Stored data

-- begin --

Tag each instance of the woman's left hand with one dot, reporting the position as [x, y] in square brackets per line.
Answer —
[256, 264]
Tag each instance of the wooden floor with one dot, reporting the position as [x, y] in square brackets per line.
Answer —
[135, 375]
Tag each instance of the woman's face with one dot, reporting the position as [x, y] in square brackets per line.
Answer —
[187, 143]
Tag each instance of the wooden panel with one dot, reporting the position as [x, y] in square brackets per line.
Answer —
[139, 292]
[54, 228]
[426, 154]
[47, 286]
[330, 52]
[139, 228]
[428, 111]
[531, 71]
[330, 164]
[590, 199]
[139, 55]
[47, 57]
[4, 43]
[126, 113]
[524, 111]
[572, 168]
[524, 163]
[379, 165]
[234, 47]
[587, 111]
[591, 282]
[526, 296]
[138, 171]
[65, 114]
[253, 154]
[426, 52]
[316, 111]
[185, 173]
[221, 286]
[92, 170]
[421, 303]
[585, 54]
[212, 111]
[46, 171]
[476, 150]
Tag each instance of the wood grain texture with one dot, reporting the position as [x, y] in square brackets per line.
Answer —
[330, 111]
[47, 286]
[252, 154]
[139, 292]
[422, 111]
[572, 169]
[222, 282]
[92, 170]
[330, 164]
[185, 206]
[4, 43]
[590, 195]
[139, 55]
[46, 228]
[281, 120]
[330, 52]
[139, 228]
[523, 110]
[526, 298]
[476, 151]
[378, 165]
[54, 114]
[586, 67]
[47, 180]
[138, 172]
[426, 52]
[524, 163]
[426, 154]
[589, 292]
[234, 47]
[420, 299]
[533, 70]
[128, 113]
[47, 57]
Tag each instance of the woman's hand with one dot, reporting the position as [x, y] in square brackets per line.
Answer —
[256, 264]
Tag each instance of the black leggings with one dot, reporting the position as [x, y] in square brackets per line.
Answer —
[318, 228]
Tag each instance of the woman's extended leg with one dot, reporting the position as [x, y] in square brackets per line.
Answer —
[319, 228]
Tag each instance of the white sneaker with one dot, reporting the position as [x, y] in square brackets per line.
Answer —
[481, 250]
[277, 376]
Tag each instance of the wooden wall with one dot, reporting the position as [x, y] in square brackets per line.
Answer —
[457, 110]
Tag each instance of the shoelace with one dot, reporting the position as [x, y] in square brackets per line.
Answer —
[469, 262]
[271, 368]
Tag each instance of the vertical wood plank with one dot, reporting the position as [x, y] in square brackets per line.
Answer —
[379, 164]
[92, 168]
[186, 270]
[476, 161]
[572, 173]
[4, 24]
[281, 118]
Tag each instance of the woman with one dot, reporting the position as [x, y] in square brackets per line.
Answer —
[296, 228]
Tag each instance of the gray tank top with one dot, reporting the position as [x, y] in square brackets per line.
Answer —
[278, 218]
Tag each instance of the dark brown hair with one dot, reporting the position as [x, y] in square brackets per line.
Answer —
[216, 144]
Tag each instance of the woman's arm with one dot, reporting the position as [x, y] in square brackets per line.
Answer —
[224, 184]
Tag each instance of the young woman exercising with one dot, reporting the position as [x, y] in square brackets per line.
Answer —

-- end --

# DIRECTION
Reproduce every line of the records above without any changes.

# OUTPUT
Tag each instance of the woman's left hand with one dot, reporting the position as [x, y] in square brackets per line.
Answer —
[256, 264]
Tag each instance of the wooden floor with one dot, reporting the position as [x, y] in square brackets per line.
Answer —
[135, 375]
Tag each instance of the woman's face with one dot, reporting the position as [x, y] in square brackets per line.
Answer —
[187, 143]
Tag each instance of the wooden panel with one dot, reporting the position as [x, y] in square brackets per line.
Answer —
[139, 292]
[54, 228]
[426, 154]
[47, 286]
[330, 52]
[139, 228]
[428, 111]
[531, 71]
[330, 164]
[590, 199]
[139, 55]
[47, 57]
[4, 43]
[126, 113]
[524, 111]
[572, 168]
[524, 163]
[379, 165]
[234, 47]
[587, 111]
[591, 282]
[526, 296]
[138, 171]
[65, 114]
[253, 154]
[426, 52]
[316, 111]
[185, 173]
[221, 286]
[92, 170]
[421, 303]
[585, 54]
[212, 111]
[46, 171]
[476, 150]
Tag each instance of the wood grain texture with one dot, reporting the position as [x, y] in square brackets per line.
Answer —
[330, 111]
[47, 286]
[252, 154]
[139, 292]
[422, 111]
[572, 169]
[222, 282]
[92, 170]
[330, 164]
[185, 206]
[4, 43]
[590, 195]
[139, 55]
[46, 228]
[281, 120]
[330, 52]
[139, 228]
[523, 110]
[526, 298]
[476, 151]
[378, 165]
[54, 114]
[586, 67]
[47, 180]
[138, 172]
[426, 52]
[524, 163]
[426, 154]
[589, 292]
[234, 47]
[420, 299]
[533, 70]
[128, 113]
[47, 57]
Tag each instance of the woman's hand with one dot, reporting the position as [x, y] in square brackets per line.
Answer —
[256, 264]
Tag each instance of the black leggings with one dot, reporting the position as [x, y] in square brackets per line.
Answer —
[318, 228]
Tag each instance of the woman's extended leg with one dot, reporting the position as [x, y] in square brackets per line.
Answer —
[319, 228]
Tag each instance of the white sneaker with one dot, reporting the position as [x, y] in square brackets per line.
Answer —
[481, 250]
[277, 376]
Tag each instance of the wooden wall with one dot, reporting the position as [x, y] in square brackets per line.
Answer —
[457, 110]
Tag each instance of the shoelace with one dot, reporting the position as [x, y] in square brackets per line.
Answer —
[469, 262]
[271, 368]
Tag each instance of the vertical wood plank with one dot, reporting the position as [x, y] in square brackets per line.
Answer —
[379, 164]
[92, 168]
[186, 270]
[476, 161]
[572, 173]
[4, 24]
[281, 118]
Tag each instance of the woman with one dot, reporting the position as [x, y] in square brackets per line.
Answer —
[296, 228]
Tag each instance of the gray tank top with one dot, reporting the position as [x, y] in square brackets per line.
Answer —
[278, 218]
Tag each instance of the dark brown hair with one dot, reporting the position as [x, y] in square brackets per line.
Answer —
[216, 144]
Tag each instance of the woman's arm with one dot, reporting the position as [x, y] in square brackets per line.
Answer —
[224, 184]
Tag each instance of the young woman exercising with one dot, reporting the position as [x, y] in square brackets per line.
Answer —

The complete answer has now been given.